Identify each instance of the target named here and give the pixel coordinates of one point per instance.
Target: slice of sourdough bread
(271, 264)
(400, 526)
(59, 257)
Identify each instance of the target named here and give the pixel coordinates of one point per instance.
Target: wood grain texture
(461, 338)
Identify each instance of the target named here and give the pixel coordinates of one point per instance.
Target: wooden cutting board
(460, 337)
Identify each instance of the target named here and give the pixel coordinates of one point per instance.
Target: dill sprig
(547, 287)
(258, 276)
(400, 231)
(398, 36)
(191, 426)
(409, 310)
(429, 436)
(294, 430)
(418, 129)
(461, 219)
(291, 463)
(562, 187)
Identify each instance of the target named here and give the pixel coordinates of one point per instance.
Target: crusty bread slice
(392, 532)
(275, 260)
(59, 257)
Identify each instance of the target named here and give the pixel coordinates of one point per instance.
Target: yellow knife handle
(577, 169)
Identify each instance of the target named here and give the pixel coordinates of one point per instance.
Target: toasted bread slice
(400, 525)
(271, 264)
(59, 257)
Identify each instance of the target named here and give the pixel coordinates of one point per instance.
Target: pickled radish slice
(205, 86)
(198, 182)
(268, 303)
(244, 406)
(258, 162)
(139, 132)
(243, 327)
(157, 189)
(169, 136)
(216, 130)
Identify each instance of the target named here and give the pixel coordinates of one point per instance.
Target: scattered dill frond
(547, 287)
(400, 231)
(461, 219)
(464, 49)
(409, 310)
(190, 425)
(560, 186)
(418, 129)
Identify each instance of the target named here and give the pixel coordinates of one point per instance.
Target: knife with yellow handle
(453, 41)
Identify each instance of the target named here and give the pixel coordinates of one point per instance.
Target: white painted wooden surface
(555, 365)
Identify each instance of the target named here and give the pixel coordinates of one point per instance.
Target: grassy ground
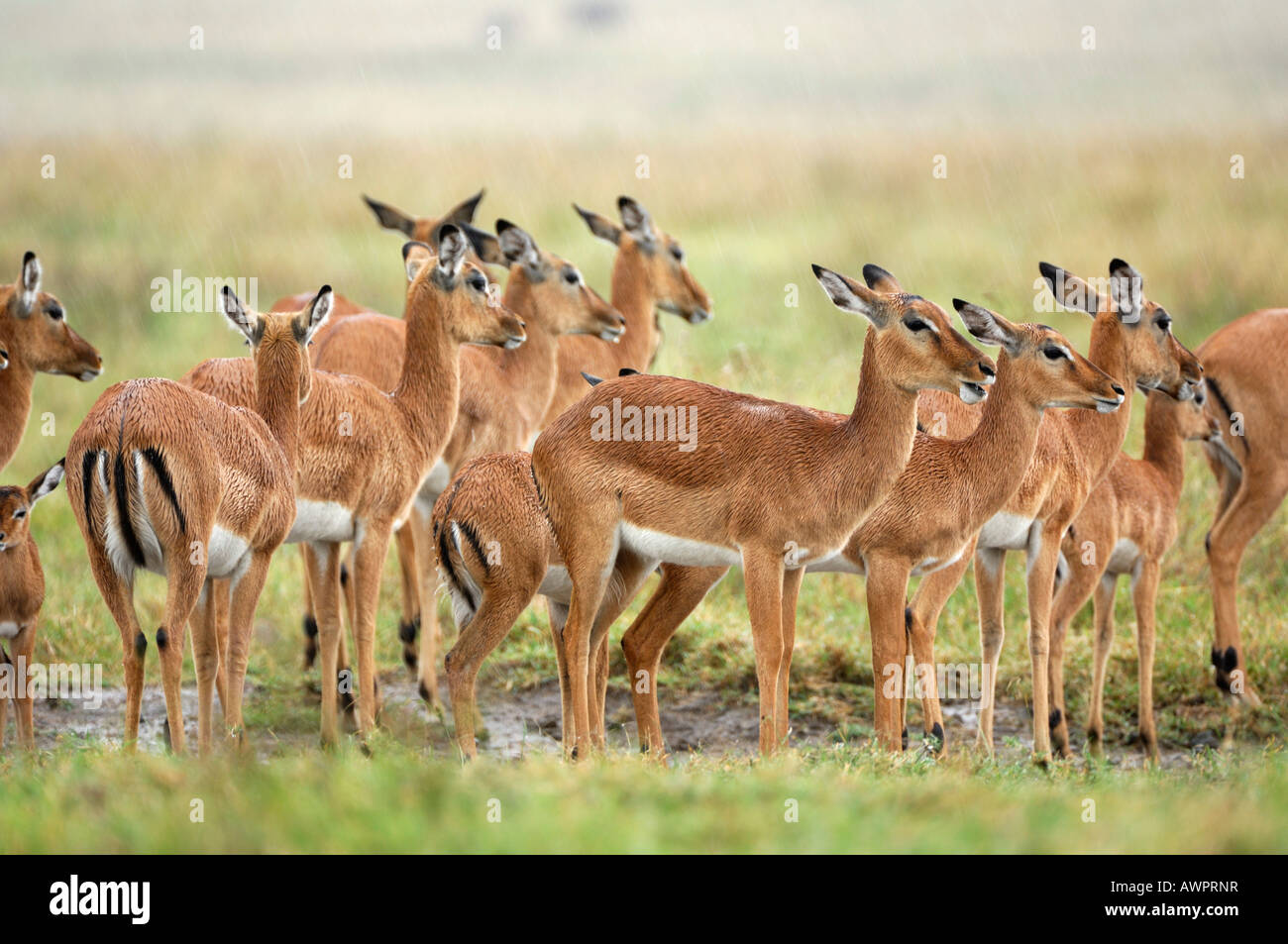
(752, 215)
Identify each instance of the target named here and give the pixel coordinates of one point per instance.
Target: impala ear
(464, 211)
(390, 217)
(850, 296)
(635, 218)
(308, 321)
(1126, 287)
(47, 481)
(452, 248)
(880, 279)
(485, 246)
(518, 245)
(600, 226)
(250, 323)
(415, 256)
(1069, 290)
(990, 326)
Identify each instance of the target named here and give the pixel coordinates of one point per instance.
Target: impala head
(915, 344)
(37, 331)
(1042, 362)
(1153, 355)
(657, 256)
(279, 340)
(559, 292)
(458, 290)
(16, 504)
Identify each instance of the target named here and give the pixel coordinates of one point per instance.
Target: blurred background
(953, 143)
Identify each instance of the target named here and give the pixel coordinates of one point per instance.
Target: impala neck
(1102, 436)
(1164, 450)
(532, 368)
(428, 393)
(16, 382)
(877, 436)
(1004, 442)
(277, 395)
(636, 303)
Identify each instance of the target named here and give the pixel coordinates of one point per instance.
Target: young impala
(771, 485)
(1126, 527)
(364, 451)
(1132, 342)
(22, 592)
(171, 480)
(35, 339)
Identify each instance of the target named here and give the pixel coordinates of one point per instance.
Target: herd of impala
(347, 429)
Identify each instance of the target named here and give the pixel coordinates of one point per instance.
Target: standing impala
(37, 339)
(1132, 342)
(364, 452)
(22, 592)
(926, 522)
(771, 485)
(1126, 527)
(171, 480)
(503, 393)
(1243, 362)
(649, 273)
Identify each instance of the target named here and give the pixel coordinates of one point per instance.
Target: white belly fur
(320, 520)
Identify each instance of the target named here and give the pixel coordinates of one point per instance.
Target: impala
(1244, 364)
(1126, 526)
(37, 339)
(22, 592)
(364, 452)
(1132, 342)
(771, 485)
(171, 480)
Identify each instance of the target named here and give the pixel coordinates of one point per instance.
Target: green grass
(752, 214)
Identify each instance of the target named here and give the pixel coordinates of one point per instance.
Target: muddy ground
(527, 721)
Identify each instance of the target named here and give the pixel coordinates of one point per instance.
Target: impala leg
(1145, 594)
(791, 591)
(629, 576)
(764, 571)
(478, 638)
(1258, 496)
(323, 570)
(205, 659)
(922, 618)
(677, 595)
(1070, 596)
(1041, 588)
(368, 565)
(990, 578)
(408, 575)
(888, 586)
(24, 648)
(1103, 610)
(310, 623)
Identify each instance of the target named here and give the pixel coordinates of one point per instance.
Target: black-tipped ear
(600, 226)
(880, 279)
(1069, 290)
(390, 217)
(484, 245)
(464, 211)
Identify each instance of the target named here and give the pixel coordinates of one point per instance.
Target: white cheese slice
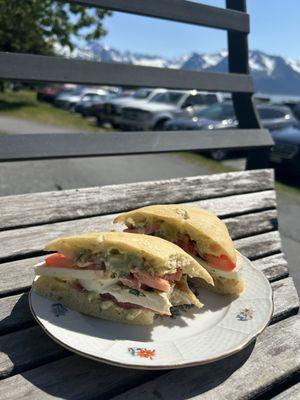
(69, 273)
(155, 301)
(214, 272)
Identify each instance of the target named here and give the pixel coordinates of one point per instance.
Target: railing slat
(176, 10)
(27, 67)
(47, 146)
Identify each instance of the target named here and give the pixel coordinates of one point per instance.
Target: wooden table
(32, 366)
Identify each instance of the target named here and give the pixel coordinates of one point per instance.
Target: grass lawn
(23, 104)
(217, 167)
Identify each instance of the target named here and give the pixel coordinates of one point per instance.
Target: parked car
(68, 100)
(296, 110)
(111, 111)
(162, 107)
(222, 116)
(48, 93)
(285, 155)
(86, 106)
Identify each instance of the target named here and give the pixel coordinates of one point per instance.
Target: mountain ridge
(272, 74)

^^^^^^^^

> [GIVEN TASK]:
Reproduce each line exactly as it appears, omitting the pictures.

> [SOLUTION TO THIS PROBLEM]:
Identify each instance of the target named here and give the pixel coordinates of one point per instance.
Target: slice of sourdough bread
(271, 264)
(400, 526)
(59, 257)
Identify each instance of the target named here and give the pixel coordinates of one point per instance.
Target: wood grain texture
(461, 338)
Identify each instance of the target named here and give the pixel coordinates of one point per instance.
Target: wooden cutting board
(460, 337)
Identify each instance of the target named here and give the pixel coordinates of one point per instance.
Target: dill sprig
(547, 287)
(258, 276)
(400, 231)
(398, 36)
(191, 426)
(409, 310)
(429, 436)
(294, 430)
(418, 129)
(461, 219)
(291, 463)
(562, 187)
Identify each instance of the target named here and give the pixel coordinates of one point per instance.
Target: crusty bread slice
(392, 532)
(275, 260)
(59, 257)
Identify each instance of the target named here and give the pixel coordinates of one point per instance.
Target: yellow knife handle
(577, 169)
Identify each instance of the target named here and give the pixel coordinates of one point per instance.
Target: toasted bread slice
(400, 525)
(271, 264)
(59, 257)
Identify each instance of the target named here and give the pixel coordinates of one point per instance.
Target: pickled radish slice
(205, 86)
(198, 182)
(268, 303)
(244, 406)
(258, 162)
(139, 132)
(243, 327)
(157, 189)
(169, 136)
(216, 130)
Identify each instance of the target named here and give the pixel coordinates of one point per instance.
Target: scattered dill frond
(547, 287)
(400, 231)
(461, 219)
(464, 49)
(409, 310)
(190, 425)
(560, 186)
(418, 129)
Identify each instance of the target named here and give the pixel coordinates of one point per instance.
Target: knife with yellow handle
(453, 41)
Identify each instance of the target named here and give the pixel coordinates of one point per instance.
Target: white painted wooden surface
(555, 365)
Identify each instance of the target named here and give the pixel coordinates of one point per instance.
Target: grassy ground
(752, 215)
Identify each instance of the target named here and give the pixel coordinates of one point per instance.
Target: impala ear
(464, 211)
(390, 217)
(850, 296)
(635, 218)
(308, 321)
(1126, 287)
(47, 481)
(452, 248)
(880, 279)
(485, 246)
(518, 245)
(600, 226)
(250, 323)
(415, 256)
(1069, 290)
(990, 326)
Identify each instance of the target named here and give the pixel coordinates of one point per instance.
Target: impala head
(915, 344)
(37, 331)
(1042, 362)
(1153, 355)
(657, 256)
(279, 340)
(559, 292)
(458, 290)
(16, 504)
Identify each instance of the target named here and give the pixel coordinates of one point per instance.
Target: blurred background
(953, 143)
Identify each instance of the target named here and give the pixel coordinates of one point per instance.
Target: impala neck
(1102, 436)
(1164, 450)
(532, 368)
(428, 393)
(16, 382)
(877, 436)
(1004, 442)
(277, 395)
(636, 303)
Identify each instance of the target named here and give the pixel coordinates of one point per instance.
Target: young impala
(771, 485)
(1126, 527)
(364, 451)
(1132, 342)
(22, 592)
(171, 480)
(35, 339)
Identify each instance of the target named here and give the pixel coordinates of one point per instance.
Target: herd of impala
(347, 429)
Identify each instance of the target named here and give the pixel coordinates of one point per instance.
Target: standing impala
(37, 339)
(1132, 342)
(364, 452)
(22, 592)
(926, 522)
(771, 485)
(1126, 527)
(171, 480)
(503, 393)
(1243, 362)
(649, 273)
Identify each instance of the target named here and give the pixel coordinates of one point per instance.
Target: white belly fur
(320, 520)
Identify each instance of the target named here and give the pixel coordinates of one point per instance.
Target: impala
(1244, 364)
(1126, 526)
(37, 339)
(22, 592)
(364, 452)
(1132, 342)
(771, 485)
(171, 480)
Identify each instance of the target named here and give the pixel coordinates of one point per instance.
Target: green grass
(752, 214)
Identify each instance of the target named here and give the pixel coordinates of one point per instance.
Target: muddy ground
(527, 721)
Identify each instance of the target named here and give the pixel coordinates of one point per instance.
Target: impala leg
(1145, 594)
(791, 591)
(629, 576)
(764, 571)
(478, 638)
(1258, 496)
(323, 570)
(205, 659)
(922, 618)
(677, 595)
(1070, 596)
(1041, 588)
(368, 565)
(990, 578)
(408, 575)
(888, 586)
(24, 648)
(1103, 610)
(310, 623)
Identify each instance of the target named here and give the pixel coordinates of one point per instance.
Target: black-tipped ear
(600, 226)
(880, 279)
(1069, 290)
(390, 217)
(484, 245)
(464, 211)
Identify each instance of the target named here and give the pixel coordinates of one point per instance.
Target: white cheese slice
(69, 273)
(155, 301)
(214, 272)
Identify each instance of the target named here and give the pixel coordinates of one point per instance.
Target: railing slat
(176, 10)
(27, 67)
(47, 146)
Identify each instance of the target named here and give the pixel coordinates of one point per instance.
Target: wooden table
(32, 366)
Identify each instance of the target named here and give the pixel coordinates of one point per instance.
Target: grass lawn
(23, 104)
(217, 167)
Identify each instance of the target named here and give the pixel coordinates of one point per instance.
Target: parked car
(68, 100)
(296, 110)
(111, 111)
(162, 107)
(222, 116)
(48, 93)
(285, 155)
(86, 106)
Identify each instance of the target named here and give the pixel coordinates of one point per instance.
Target: mountain ridge
(272, 74)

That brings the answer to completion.